### Do this
Pull out every line in the records below that contains the string "unopened" and list those lines.

### Dataset excerpts
** begin **

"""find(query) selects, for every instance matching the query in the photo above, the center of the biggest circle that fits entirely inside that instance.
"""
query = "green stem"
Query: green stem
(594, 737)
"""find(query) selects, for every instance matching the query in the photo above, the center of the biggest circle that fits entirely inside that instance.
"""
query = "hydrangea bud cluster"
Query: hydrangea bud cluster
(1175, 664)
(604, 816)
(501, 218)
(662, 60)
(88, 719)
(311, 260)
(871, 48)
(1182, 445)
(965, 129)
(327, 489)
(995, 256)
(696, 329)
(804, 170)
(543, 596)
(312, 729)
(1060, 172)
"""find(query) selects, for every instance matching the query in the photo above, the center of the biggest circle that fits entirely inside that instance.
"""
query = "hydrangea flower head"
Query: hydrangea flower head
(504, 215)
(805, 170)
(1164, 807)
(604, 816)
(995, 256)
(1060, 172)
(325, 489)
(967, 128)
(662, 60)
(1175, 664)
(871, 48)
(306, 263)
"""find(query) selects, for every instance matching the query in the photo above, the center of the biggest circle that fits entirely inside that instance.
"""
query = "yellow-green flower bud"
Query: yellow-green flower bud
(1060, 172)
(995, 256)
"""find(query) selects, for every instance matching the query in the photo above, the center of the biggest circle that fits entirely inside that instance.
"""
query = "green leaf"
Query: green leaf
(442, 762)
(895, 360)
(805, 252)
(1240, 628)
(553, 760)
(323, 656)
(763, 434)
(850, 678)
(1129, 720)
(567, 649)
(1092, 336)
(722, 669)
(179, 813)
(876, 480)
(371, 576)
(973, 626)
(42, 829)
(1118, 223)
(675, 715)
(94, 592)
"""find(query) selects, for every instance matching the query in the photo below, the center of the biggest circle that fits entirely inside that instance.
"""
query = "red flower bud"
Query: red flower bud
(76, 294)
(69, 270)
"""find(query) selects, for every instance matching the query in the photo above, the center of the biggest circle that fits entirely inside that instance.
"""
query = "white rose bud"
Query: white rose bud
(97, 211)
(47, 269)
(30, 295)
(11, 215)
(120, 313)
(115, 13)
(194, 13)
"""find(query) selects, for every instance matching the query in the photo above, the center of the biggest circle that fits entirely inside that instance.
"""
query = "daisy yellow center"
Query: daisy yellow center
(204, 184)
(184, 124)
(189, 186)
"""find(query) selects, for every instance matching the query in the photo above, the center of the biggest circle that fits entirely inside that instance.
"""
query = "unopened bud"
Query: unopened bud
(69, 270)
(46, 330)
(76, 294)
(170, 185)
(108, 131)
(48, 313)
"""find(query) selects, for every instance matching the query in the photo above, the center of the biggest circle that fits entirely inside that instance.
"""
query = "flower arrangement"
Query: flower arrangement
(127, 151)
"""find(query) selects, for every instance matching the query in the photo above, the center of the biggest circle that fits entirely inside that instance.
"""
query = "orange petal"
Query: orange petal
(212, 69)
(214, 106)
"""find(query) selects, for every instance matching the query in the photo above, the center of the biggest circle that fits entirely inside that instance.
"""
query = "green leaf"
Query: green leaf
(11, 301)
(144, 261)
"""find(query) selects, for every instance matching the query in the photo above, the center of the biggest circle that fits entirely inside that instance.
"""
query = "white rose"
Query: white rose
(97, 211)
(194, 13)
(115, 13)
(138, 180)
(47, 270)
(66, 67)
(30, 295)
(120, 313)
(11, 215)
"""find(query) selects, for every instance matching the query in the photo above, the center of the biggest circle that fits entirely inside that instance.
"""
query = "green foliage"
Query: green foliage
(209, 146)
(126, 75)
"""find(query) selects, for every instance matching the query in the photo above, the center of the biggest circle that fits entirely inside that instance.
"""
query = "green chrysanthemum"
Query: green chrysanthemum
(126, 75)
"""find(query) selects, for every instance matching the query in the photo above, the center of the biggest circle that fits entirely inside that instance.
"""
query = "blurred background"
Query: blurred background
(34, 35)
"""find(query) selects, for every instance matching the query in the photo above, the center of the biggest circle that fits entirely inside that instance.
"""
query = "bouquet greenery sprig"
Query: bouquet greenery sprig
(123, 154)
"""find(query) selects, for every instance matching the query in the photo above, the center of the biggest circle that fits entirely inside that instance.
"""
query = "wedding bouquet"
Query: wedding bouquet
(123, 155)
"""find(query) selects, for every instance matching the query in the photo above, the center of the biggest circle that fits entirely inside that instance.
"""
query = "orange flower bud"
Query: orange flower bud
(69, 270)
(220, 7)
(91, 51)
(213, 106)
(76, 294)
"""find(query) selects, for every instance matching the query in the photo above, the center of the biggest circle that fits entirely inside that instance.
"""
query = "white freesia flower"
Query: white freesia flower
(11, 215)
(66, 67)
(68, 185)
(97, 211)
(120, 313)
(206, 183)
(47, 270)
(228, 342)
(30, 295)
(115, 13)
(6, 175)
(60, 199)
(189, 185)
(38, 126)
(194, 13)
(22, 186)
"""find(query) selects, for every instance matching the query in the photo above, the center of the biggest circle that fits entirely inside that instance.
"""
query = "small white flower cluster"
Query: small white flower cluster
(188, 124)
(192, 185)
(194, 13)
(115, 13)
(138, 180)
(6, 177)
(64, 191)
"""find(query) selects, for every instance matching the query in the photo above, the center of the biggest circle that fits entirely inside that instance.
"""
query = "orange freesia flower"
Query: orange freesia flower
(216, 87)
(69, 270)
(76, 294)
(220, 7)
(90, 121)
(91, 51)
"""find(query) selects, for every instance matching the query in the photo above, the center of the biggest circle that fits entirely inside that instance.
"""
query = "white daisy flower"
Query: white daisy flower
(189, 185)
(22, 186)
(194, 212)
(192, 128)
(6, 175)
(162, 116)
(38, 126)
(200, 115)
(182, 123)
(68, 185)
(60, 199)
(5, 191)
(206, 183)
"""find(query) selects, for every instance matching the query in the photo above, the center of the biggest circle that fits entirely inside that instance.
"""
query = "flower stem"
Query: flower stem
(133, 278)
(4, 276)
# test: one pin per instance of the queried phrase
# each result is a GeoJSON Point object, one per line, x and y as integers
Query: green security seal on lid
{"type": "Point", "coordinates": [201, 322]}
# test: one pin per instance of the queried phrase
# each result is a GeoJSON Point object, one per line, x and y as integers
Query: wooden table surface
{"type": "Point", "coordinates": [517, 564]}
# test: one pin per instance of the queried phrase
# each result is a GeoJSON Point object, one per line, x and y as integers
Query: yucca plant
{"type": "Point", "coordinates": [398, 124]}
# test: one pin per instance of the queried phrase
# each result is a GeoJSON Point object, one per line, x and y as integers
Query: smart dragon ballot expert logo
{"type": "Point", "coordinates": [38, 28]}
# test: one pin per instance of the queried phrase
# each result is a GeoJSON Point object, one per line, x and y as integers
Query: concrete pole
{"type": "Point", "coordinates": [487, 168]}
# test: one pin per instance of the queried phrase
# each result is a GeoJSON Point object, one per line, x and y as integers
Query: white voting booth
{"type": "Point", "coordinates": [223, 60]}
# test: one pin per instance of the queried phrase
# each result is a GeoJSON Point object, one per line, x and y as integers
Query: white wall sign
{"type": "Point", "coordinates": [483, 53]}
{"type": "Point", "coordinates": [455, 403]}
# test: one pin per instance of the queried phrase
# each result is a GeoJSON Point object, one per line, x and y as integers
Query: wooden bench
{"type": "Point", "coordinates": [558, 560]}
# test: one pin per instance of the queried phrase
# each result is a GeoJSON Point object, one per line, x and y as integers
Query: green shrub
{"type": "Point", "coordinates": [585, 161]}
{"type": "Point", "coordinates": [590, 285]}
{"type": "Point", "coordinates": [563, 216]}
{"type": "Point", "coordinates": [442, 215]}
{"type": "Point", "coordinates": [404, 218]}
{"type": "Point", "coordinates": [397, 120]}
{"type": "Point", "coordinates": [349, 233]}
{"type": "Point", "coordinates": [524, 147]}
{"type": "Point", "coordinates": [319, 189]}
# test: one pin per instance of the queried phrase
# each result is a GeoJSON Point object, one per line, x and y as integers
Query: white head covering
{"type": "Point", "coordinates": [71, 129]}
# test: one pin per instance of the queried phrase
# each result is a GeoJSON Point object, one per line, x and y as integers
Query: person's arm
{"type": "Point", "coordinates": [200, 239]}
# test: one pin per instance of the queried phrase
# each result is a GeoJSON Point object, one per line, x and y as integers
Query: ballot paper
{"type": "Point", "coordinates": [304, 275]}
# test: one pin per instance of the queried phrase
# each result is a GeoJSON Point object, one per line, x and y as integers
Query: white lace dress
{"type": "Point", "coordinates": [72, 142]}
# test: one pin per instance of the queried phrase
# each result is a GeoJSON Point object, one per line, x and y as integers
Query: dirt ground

** end **
** begin **

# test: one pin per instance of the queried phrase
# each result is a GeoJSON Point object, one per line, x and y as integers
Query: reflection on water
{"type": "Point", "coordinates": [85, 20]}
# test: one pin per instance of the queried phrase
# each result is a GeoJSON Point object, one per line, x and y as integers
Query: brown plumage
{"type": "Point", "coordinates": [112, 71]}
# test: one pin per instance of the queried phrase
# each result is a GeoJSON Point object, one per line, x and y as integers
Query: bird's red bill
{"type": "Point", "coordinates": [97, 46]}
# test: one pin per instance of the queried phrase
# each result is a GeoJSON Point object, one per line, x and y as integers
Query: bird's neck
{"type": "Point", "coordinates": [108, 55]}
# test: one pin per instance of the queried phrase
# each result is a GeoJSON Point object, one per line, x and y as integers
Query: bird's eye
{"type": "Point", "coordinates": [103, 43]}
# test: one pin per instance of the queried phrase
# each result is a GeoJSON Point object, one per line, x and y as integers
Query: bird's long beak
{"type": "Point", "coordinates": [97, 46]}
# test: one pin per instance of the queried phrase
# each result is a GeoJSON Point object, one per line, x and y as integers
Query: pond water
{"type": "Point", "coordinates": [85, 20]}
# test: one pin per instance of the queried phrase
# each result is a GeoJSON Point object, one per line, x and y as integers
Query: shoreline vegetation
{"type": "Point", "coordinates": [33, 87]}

** end **

### Right answer
query = "unopened bud"
Query: unopened bud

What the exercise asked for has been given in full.